__Problem set__.
A) Copy word for word the part of the passage on specialty drug costs that begins at the words "One strategy that" and stops after "expensive clinical trials.".
B) Can you rewrite the paragraph of the passage on specialty drug costs that begins "But tiered copays are unlikely" as a short bulleted list that keeps its main facts?
C) What comes next in the passage on specialty drug costs? Write a continuation that picks up after its final sentence.

One strategy that won't work is raising copays for patients taking the high-priced new drugs—the so-called “skin-in-the-game” approach. Tiered copays, a central tenet of value-based insurance design, helped drive rapid growth in the use of generics. Generics now represent 84% of all prescriptions, up from less than half a decade ago.
But tiered copays are unlikely to have a similar effect for specialty drugs. Most have many years to run before they come off patent. Moreover, generic versions of the oldest specialty drugs, whose patents are either expired or close to expiring, will be only 20% to 40% less expensive because the FDA's pathway to approving biosimilars requires complex and expensive clinical trials.
Using restrictive drug formularies, where the more expensive of two or more comparable therapies is excluded, also won't work in many cases. The latest specialty drugs—Sovaldi again is a perfect example—usually are more effective than older therapies.
Even when they're not better or provide only a marginal improvement over generic drugs—as is the case with many of the new cancer drugs—the use of price or restrictive formularies to deny hope is a recipe for a public backlash. Writing in last week's Health Affairs, Duke University researchers noted cancer treatment decisions are often “not driven by cost considerations, even though the decisions can have dire economic consequences for patients and their families.”
An effective strategy for holding down specialty drug cost growth will require many approaches, each tailored to the specific condition being treated. But most would require either congressional action or a far more aggressive stance on the part of gatekeepers—physicians, pharmacy benefit managers, insurers and care delivery sites—toward negotiating prices.

__Data extracts__.
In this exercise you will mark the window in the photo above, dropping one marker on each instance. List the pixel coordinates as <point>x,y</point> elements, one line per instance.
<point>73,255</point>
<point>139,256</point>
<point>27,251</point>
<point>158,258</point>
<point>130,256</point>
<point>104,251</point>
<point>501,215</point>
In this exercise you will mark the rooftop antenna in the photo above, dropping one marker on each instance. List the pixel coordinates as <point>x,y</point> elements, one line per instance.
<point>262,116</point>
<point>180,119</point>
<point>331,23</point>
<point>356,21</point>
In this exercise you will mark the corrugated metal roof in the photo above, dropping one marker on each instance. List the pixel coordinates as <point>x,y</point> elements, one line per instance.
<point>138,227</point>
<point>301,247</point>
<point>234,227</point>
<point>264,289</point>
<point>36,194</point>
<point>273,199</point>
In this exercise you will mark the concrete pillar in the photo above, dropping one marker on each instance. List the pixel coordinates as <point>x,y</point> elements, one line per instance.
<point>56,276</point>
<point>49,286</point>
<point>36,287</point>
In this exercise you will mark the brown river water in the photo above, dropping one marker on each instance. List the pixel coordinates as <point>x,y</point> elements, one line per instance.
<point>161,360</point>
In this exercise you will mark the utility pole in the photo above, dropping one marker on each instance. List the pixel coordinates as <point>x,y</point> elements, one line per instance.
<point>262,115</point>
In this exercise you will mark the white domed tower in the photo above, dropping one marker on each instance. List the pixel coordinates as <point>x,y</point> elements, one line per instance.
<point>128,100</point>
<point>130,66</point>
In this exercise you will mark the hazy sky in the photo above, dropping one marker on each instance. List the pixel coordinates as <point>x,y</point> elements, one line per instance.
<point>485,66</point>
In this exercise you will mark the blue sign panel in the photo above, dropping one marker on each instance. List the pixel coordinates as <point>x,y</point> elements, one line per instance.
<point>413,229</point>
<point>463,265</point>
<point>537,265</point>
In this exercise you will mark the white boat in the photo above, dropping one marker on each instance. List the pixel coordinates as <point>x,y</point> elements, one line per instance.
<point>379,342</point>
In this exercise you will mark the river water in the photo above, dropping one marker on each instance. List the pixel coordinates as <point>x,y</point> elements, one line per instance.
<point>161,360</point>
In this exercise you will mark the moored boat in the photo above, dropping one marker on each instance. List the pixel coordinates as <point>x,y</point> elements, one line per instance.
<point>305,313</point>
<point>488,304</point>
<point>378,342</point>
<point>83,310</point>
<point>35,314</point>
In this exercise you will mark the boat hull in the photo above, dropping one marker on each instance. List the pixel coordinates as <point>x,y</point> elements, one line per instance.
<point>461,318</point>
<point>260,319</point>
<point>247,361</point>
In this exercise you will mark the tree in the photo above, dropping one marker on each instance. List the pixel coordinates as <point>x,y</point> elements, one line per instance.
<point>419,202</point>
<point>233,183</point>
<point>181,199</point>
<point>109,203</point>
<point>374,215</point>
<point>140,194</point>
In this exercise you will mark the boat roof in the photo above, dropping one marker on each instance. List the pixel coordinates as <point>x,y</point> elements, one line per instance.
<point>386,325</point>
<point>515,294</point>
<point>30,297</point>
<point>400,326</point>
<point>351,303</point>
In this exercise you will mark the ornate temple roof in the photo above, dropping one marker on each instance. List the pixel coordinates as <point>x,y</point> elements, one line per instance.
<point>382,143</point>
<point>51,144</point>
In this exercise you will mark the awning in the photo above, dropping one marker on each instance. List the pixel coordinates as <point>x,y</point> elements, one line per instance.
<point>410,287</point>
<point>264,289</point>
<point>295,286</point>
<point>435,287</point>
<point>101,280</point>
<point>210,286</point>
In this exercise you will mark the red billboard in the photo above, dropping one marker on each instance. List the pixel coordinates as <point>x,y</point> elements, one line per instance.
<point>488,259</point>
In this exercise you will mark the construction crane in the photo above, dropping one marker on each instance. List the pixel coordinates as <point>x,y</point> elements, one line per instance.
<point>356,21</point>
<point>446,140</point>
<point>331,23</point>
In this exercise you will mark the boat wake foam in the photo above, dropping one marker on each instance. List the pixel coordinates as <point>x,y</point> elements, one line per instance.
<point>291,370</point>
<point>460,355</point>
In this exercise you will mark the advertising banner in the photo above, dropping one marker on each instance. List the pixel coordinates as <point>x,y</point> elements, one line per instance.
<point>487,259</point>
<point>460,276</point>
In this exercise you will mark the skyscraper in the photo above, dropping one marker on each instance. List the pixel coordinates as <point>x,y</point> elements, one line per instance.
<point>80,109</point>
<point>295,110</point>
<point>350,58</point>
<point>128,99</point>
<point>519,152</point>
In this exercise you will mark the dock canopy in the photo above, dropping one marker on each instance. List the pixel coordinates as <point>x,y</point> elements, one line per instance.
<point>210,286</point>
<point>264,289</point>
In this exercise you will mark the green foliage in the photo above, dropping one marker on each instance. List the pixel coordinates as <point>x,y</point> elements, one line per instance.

__Answers in order__.
A)
One strategy that won't work is raising copays for patients taking the high-priced new drugs—the so-called “skin-in-the-game” approach. Tiered copays, a central tenet of value-based insurance design, helped drive rapid growth in the use of generics. Generics now represent 84% of all prescriptions, up from less than half a decade ago.
But tiered copays are unlikely to have a similar effect for specialty drugs. Most have many years to run before they come off patent. Moreover, generic versions of the oldest specialty drugs, whose patents are either expired or close to expiring, will be only 20% to 40% less expensive because the FDA's pathway to approving biosimilars requires complex and expensive clinical trials.

B)
- Tiered copays probably won't affect specialty drugs the way they affected generics.
- Most specialty drugs have many years left before their patents expire.
- Generic versions of the oldest specialty drugs will cost only 20% to 40% less because the FDA's approval pathway for biosimilars requires complex and expensive clinical trials.

C)
In cancer therapy, for instance, most drugs are used for multiple forms of the disease, even though their original FDA approval applies only for one or two indications.
Both the American Society of Clinical Oncology and the National Comprehensive Cancer Network are developing detailed scorecards documenting the efficacy, side effects and costs for each drug indication. The gatekeepers could pay only what the drug was worth based on an efficacy profile derived from the medical literature.
Physician practices and hospitals should take a much more rigorous approach to standardizing their practices, which would cut down on the ineffective use of specialty drugs or their substitution for less-expensive alternatives.
While this wouldn't harm their patients, it could hurt providers financially. Insurers should follow in UnitedHealthcare's footsteps and reward that behavior by developing gain-sharing reimbursement formulas.
Finally, Congress should give Medicare the right to negotiate prices, which every insurer already has.
Unfortunately, given the power of pharmaceutical interests on Capitol Hill, that will be difficult to achieve. It would be prudent for both insurers and providers to focus first on nonlegislative approaches.